◆ Tasks to carry out ◆
1. In the article on the environmental March Madness, which two California schools are among the Sustainable 16?
2. Extend the article about the environmental March Madness tournament, picking up after its last sentence.

##### Document #####

A different kind of March Madness
March Madness is usually associated with college basketball, but this year it also refers to the Sustainable 16 - campuses that are being honored for their environmental awareness.
Environmental software provider Enviance, Inc. and Environmental Leader said the 16 universities “exemplify excellence in environmental academics,” according to this press release from Enviance. The campuses are vying to be “National Champion” in the first-ever March Madness Tournament for Environmental Studies. To qualify, they filled out a survey detailing their credentials, which was then evaluated by a panel of expert judges.
Two California schools - University of California, Davis, and Humboldt State University - are among the 16. Here and here are ways the two campuses are leading the green charge. However, they are hardly alone. This special edition from CSU Leader outlines how the California State University system is helping train the green workforce. And here is an update from the UC system.
As this blog points out, the college students of today are the leaders of tomorrow. They are demanding progress, and colleges are responding with new programs, such as UC Davis’ new sustainable agriculture major.
Corporations also are getting into the act, creating sustainability departments (green teams) and pledging to reduce their carbon footprints. And then there is the military: The Department of Defense is swiftly greening up its act, in part because its dependence upon oil is deemed a security risk and because going green saves lives and money. Read more here, here and here.

##### Material #####

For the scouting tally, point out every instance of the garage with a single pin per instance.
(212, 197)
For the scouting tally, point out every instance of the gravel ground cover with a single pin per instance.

#####

◆ Outputs by task ◆
1. University of California, Davis, and Humboldt State University.

2.
Like many initiatives, the green movement will grow in fits and starts, influenced by politics and economics. Still, the cost of renewable energy such as solar is dropping so fast that parity with fossil fuels is within reach, and governments in the western U.S. have unified support of green jobs,according to this post.
How will higher gas prices and the specter of climate change fit into all this? That’s something that I, a resident of California’s Central Valley, would love to know. The Valley is a main character in climate expert Heidi Cullen’s book, “The Weather of the Future. You think the Valley is hot and dry and has bad air quality now….
Today’s young adults have a lot on their plate, but they also know they have to lead. As my favoriteenvironmental rap superhero from Cal Poly told us: “We are at the point in time where we are on top of a mountain. If we continue our path, we will fall down and kill the earth. If we rethink our path, we can safely travel back down the mountain…”
We updated our educational site with thoughts from an environmental rapper/superhero!
Young people battle for a cleaner planet, their future
Much depends on the younger generation.
Their habits, priorities and motivations largely will define the directions of development, technological advancement and political leanings. And while this always has been true to some degree, it may matter more now as society ponders the potential crushing cost of climate change, pollution and the cumulative effects of humankind’s unprecedented industrialized push forward these past 150 years.
Millennials, or Generation Y, and those born after them will have to seriously consider the environmental impact of everything they do. Mental Klaxons may as well sound a crisis alert every time they consider driving a car, purchasing a house or otherwise taking part in potential carbon-creation.
Passing the Boomers
Growing up, I didn’t have to do that. To me, pollution, contamination and too much garbage was the big scare. I remember walking above an abandoned missile site in the middle of nowhere Alaska and thinking about irradiated dirt in 1971. (I was 10, hitchhiking with mom.)
Nukes are bad, certainly. But their impact proves relatively minor as long as they remain in their silos.
Now the passive threat of rising sea level threatens thousands of island nations and low-lying real estate worldwide, and we’ve blown past the level of carbon dioxide in the atmosphere that scientists say is safe for humanity — 350 parts per million. Current level is 392 ppm. Yet, we keep pushing it. The stakes are off the charts.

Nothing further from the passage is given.